**** TASK MATERIAL
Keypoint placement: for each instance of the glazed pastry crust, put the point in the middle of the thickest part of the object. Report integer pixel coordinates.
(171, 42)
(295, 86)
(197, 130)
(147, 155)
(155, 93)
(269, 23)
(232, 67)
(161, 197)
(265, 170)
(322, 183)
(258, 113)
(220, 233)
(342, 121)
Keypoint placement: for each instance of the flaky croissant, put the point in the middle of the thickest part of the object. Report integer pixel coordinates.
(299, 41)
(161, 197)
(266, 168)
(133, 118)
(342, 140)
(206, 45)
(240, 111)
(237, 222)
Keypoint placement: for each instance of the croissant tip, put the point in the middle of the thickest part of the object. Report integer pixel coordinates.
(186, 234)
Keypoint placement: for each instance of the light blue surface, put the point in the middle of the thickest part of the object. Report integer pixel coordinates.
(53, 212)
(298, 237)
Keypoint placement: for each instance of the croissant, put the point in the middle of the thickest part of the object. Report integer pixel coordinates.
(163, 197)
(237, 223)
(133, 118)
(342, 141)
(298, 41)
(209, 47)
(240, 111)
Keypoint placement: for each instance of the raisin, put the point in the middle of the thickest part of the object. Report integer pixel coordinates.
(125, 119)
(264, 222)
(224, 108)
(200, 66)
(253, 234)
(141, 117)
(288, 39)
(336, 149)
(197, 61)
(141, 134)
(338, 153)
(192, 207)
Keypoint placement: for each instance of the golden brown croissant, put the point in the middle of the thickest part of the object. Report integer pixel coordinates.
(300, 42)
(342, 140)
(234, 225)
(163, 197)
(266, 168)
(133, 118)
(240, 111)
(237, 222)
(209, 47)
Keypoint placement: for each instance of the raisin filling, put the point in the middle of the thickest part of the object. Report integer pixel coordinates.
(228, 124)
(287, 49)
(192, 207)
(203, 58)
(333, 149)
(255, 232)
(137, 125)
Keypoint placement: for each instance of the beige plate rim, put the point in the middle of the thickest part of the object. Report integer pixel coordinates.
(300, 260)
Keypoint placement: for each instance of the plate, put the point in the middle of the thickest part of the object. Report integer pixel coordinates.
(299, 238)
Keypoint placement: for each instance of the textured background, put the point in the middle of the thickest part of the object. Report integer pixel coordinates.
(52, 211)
********
*WORK TO DO:* All of the records must be retyped exactly as they are.

*IN RESPONSE:*
Keypoint placement: for each instance of the glazed pastry crust, put the point in the middle of the thickest part of the object. Report integer pixel coordinates.
(171, 42)
(295, 86)
(197, 130)
(147, 155)
(155, 93)
(269, 23)
(232, 67)
(161, 197)
(265, 170)
(322, 183)
(258, 113)
(220, 233)
(342, 121)
Keypoint placement: for each instance of the flaky croissant, put the point in the middle of the thickest part of the object. Report integer pixel coordinates.
(299, 41)
(161, 197)
(266, 168)
(133, 118)
(342, 140)
(206, 45)
(240, 111)
(237, 222)
Keypoint placement: for each instance of the croissant tip, put the point in the middle of the thickest part of the object. Report integer pixel coordinates.
(186, 234)
Keypoint placement: for each instance of the light blue surface, put the point in the middle of the thickest part of the object. Report integer pixel coordinates.
(53, 212)
(298, 237)
Keypoint placement: for each instance of the croissant, put the point in the middle of the thickest part of the object. Report integer pixel coordinates.
(163, 197)
(237, 223)
(133, 118)
(342, 141)
(298, 41)
(209, 47)
(240, 111)
Keypoint placement: for each instance of the raisin, put the point in the middle of the thickest part of the object. Report integer pixel coordinates.
(125, 119)
(264, 222)
(224, 108)
(200, 66)
(253, 234)
(141, 117)
(288, 39)
(336, 149)
(197, 61)
(141, 134)
(338, 153)
(192, 207)
Keypoint placement: for each instance of the golden brown croissant, put the point in the middle of the thickest part of the object. Report integer pixel coordinates.
(300, 42)
(342, 140)
(234, 225)
(163, 197)
(266, 168)
(133, 118)
(240, 111)
(237, 222)
(209, 47)
Keypoint placement: for each instance of the raisin filling, put the point in the middle of the thickest part of the object. Report integer pixel coordinates.
(228, 124)
(287, 49)
(192, 207)
(203, 58)
(333, 149)
(255, 232)
(137, 125)
Keypoint placement: for each instance of the beige plate rim, put the point in the middle of the thickest part of the object. Report integer pixel coordinates.
(300, 260)
Keypoint placement: for each instance of the plate, put the point in the middle of the thickest part of the object. Report integer pixel coordinates.
(299, 238)
Keypoint placement: for each instance of the textured background, put the point in the middle of the thickest part of the object. Report integer pixel coordinates.
(52, 211)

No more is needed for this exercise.